▸ Problem: Reproduce the lines below without any change.

------ Data in this exercise

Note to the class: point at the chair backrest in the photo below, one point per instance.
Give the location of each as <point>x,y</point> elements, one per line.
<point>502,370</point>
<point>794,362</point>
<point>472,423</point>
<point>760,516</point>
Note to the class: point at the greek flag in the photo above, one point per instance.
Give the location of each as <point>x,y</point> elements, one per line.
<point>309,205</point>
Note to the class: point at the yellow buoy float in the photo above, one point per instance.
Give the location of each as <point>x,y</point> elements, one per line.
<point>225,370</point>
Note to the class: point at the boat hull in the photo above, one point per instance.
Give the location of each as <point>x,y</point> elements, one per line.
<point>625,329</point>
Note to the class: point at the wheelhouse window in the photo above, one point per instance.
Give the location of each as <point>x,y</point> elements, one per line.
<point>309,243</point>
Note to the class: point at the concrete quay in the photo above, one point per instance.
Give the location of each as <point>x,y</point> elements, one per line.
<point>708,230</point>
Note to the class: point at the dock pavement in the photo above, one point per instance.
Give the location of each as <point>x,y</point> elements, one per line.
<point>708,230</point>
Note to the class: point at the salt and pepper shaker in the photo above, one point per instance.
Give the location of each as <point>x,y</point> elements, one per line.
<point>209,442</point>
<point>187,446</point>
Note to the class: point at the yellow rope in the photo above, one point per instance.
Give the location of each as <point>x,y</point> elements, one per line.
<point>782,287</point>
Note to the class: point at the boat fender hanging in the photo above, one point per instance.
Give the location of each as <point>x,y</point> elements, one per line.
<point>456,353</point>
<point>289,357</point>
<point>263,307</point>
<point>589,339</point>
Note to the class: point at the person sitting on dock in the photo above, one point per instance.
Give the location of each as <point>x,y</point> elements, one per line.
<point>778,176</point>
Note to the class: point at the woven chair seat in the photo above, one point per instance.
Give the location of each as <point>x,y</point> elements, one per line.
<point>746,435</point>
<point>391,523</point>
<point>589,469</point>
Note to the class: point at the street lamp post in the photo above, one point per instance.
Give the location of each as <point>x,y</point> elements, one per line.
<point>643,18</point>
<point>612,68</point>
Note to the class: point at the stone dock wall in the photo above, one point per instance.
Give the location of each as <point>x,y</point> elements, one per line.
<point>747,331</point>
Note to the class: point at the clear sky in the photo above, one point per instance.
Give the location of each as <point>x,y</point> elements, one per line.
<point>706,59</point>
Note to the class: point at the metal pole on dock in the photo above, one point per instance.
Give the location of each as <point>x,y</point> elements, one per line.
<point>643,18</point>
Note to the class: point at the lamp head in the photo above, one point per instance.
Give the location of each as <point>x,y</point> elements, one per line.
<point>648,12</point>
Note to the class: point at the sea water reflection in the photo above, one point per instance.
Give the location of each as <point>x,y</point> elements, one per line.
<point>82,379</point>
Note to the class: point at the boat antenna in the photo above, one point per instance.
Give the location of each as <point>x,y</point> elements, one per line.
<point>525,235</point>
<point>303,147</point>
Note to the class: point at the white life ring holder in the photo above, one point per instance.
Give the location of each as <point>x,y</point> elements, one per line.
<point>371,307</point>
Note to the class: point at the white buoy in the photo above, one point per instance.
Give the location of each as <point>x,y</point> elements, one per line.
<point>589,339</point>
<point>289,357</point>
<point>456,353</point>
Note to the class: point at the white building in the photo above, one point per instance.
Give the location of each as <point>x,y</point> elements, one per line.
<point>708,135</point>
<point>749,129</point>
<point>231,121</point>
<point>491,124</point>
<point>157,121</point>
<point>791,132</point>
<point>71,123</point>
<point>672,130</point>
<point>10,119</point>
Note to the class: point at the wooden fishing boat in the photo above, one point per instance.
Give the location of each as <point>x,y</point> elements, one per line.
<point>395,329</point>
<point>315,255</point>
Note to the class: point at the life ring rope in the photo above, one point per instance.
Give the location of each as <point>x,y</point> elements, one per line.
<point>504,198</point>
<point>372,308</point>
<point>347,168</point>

------------

▸ Result:
Note to the class: point at the chair backrest in the photo below, one point per instance.
Give the location of each as <point>x,y</point> elements, one per line.
<point>502,370</point>
<point>794,362</point>
<point>472,423</point>
<point>760,516</point>
Note to the class: point at the greek flag in the photo above, one point per instance.
Give the location of each as <point>x,y</point> elements, one per line.
<point>309,205</point>
Note to the class: point at the yellow buoy float in the photo above, one point per instance.
Give the location of each as <point>x,y</point> elements, one per line.
<point>225,370</point>
Note to the class: point at the boat hull in the photo above, one point per instance.
Give the location of each as <point>x,y</point> elements, one per line.
<point>625,329</point>
Note to the class: point at the wheelhouse window in the photo above, one point per instance.
Give the location of each as <point>x,y</point> elements, one per line.
<point>309,243</point>
Note to the class: point at the concrete quay in the photo above, one point per instance.
Give the location of each as <point>x,y</point> elements, one per line.
<point>708,230</point>
Note to the class: point at the dock pavement in the photo above, one point per instance.
Give the location of each as <point>x,y</point> elements, one per line.
<point>708,230</point>
Note to the class: point at the salt and pepper shaker in the photo above, one point per instance.
Give the location of each as <point>x,y</point> elements, one per line.
<point>209,442</point>
<point>187,446</point>
Note to the class: point at the yellow rope in the photo above, one point per instance.
Give the location of each as <point>x,y</point> elements, one per line.
<point>782,287</point>
Note to the class: point at the boat fender hanging in the photo above, one point per instance.
Give the location of each as <point>x,y</point> elements, one per line.
<point>456,353</point>
<point>289,357</point>
<point>263,307</point>
<point>589,339</point>
Note to the class: point at the person sitting on dock in the photo above, one point per instance.
Give the location of each as <point>x,y</point> elements, one per line.
<point>778,176</point>
Note to the class: point at the woven chair seat in the photo above, one point per instance.
Give the location of each as <point>x,y</point> elements, one per line.
<point>746,435</point>
<point>391,523</point>
<point>589,469</point>
Note to the class: point at the street lamp post in the photo above, one point per instance.
Give the location of each as <point>x,y</point> elements, one per line.
<point>643,18</point>
<point>612,68</point>
Note to the class: point at the stone dock wall in the photo above, one point per instance.
Give the location of each as <point>x,y</point> elements, one per line.
<point>747,331</point>
Note to the class: point at the clear sky in the photo above, one point per instance.
Give the location of each as <point>x,y</point> elements, one per line.
<point>706,59</point>
Note to the class: point at the metal pole on dock in the photo above, one point per instance.
Give the location of each as <point>x,y</point> elements, one per line.
<point>643,18</point>
Note to the class: point at the lamp head in the photo above, one point per instance.
Give the location of each as <point>x,y</point> elements, one per line.
<point>648,12</point>
Note to the class: point at the sea water reflection in the photo above, one point per instance.
Give the location of each as <point>x,y</point> elements, one per line.
<point>82,379</point>
Note to the class: point at the boat antenna in the photo above, one point per instance.
Give the location of each as <point>x,y</point> elements, one per line.
<point>525,235</point>
<point>303,147</point>
Note to the class: point at the white life ring holder in the photo above, one point per instance.
Give the location of each as <point>x,y</point> elements, one per line.
<point>371,307</point>
Note to the class: point at the white buoy in the photo above, one point per instance.
Give the location of each as <point>x,y</point> elements, one per line.
<point>589,339</point>
<point>289,357</point>
<point>456,353</point>
Note to the class: point at the white building in the photo above, one point per instance.
Give the location of each as <point>x,y</point> elements, one per line.
<point>708,135</point>
<point>749,129</point>
<point>231,121</point>
<point>491,124</point>
<point>157,121</point>
<point>791,132</point>
<point>71,123</point>
<point>672,130</point>
<point>10,119</point>
Note to the class: point at the wooden fishing boat in the photo above, one point per instance.
Give the location of each as <point>x,y</point> elements, one per line.
<point>395,329</point>
<point>315,255</point>
Note to the class: point at the life ring rope in the photo above, one point per instance.
Give the location of each as <point>x,y</point> elements, one per line.
<point>504,198</point>
<point>372,308</point>
<point>347,168</point>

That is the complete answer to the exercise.